# [Exercise description]
Print the entire excerpt about the memorial service for Ann Krcik, keeping every word and punctuation mark unchanged.

# [Excerpt]
►

Krcik’s deep connection to nature
“It’s good that we have come together to remember her— friends and strangers connected to one another through Ann— because we need one another to face her death, to celebrate her life, and to show our love and support to the Krcik family,” said Anderson at the beginning of the service.
She went on to talk about Ann as a spiritual person who was deeply connected to nature.
“In Yosemite, in the meadow across from Camp Four, there is a tree Ann loved. She said the tree roots created a perfect place to sit so you felt held by it. She remembered it from childhood visits, but she claimed it as her own the summer before college when she lived in the Valley.
Across cultures and religions, trees are sacred symbols; they are the axis of the world,
where heaven and earth meet. Ann’s Yosemite tree was a sacred touchstone throughout her life, a life that was shaped by deep losses: the death of her beloved father when she was only twenty-five. the too-early death of her business partner and friend Todd Skinner the first diagnosis of breast cancer, the heartbreaking loss of her beloved dog Shayla.
With each loss, she returned to her tree. Ann carried that tree and its meaning inside her; she pictured it in her mind when she needed solace, and it was with her in these last months of her life as she brought all whom she had grown to become to her living and her dying.”
The day’s celebration of Ann Krcik was marked by six other speakers, who each shed light on different aspects of Ann’s remarkable life and career.
Watch the moving speech Krcik gave when she was honored with Camber’s Lifetime Achievement Award at Outdoor Retailer + Snow Show this January.
Krcik loved to connect people
Carolyn Cooke, who co-founded Outdoor Industries Women’s Coalition (OIWC, now Camber Outdoors) with Krcik in the mid 90s, spoke about the “gold” that we all saw in Ann, and her gift at bringing people together.

◄

# [Input data]
►

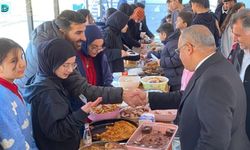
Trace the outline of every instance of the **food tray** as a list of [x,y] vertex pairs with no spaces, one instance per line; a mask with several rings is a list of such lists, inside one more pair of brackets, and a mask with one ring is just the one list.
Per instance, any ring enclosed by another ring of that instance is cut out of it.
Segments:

◄

# [Solution to this exercise]
Krcik’s deep connection to nature
“It’s good that we have come together to remember her— friends and strangers connected to one another through Ann— because we need one another to face her death, to celebrate her life, and to show our love and support to the Krcik family,” said Anderson at the beginning of the service.
She went on to talk about Ann as a spiritual person who was deeply connected to nature.
“In Yosemite, in the meadow across from Camp Four, there is a tree Ann loved. She said the tree roots created a perfect place to sit so you felt held by it. She remembered it from childhood visits, but she claimed it as her own the summer before college when she lived in the Valley.
Across cultures and religions, trees are sacred symbols; they are the axis of the world,
where heaven and earth meet. Ann’s Yosemite tree was a sacred touchstone throughout her life, a life that was shaped by deep losses: the death of her beloved father when she was only twenty-five. the too-early death of her business partner and friend Todd Skinner the first diagnosis of breast cancer, the heartbreaking loss of her beloved dog Shayla.
With each loss, she returned to her tree. Ann carried that tree and its meaning inside her; she pictured it in her mind when she needed solace, and it was with her in these last months of her life as she brought all whom she had grown to become to her living and her dying.”
The day’s celebration of Ann Krcik was marked by six other speakers, who each shed light on different aspects of Ann’s remarkable life and career.
Watch the moving speech Krcik gave when she was honored with Camber’s Lifetime Achievement Award at Outdoor Retailer + Snow Show this January.
Krcik loved to connect people
Carolyn Cooke, who co-founded Outdoor Industries Women’s Coalition (OIWC, now Camber Outdoors) with Krcik in the mid 90s, spoke about the “gold” that we all saw in Ann, and her gift at bringing people together.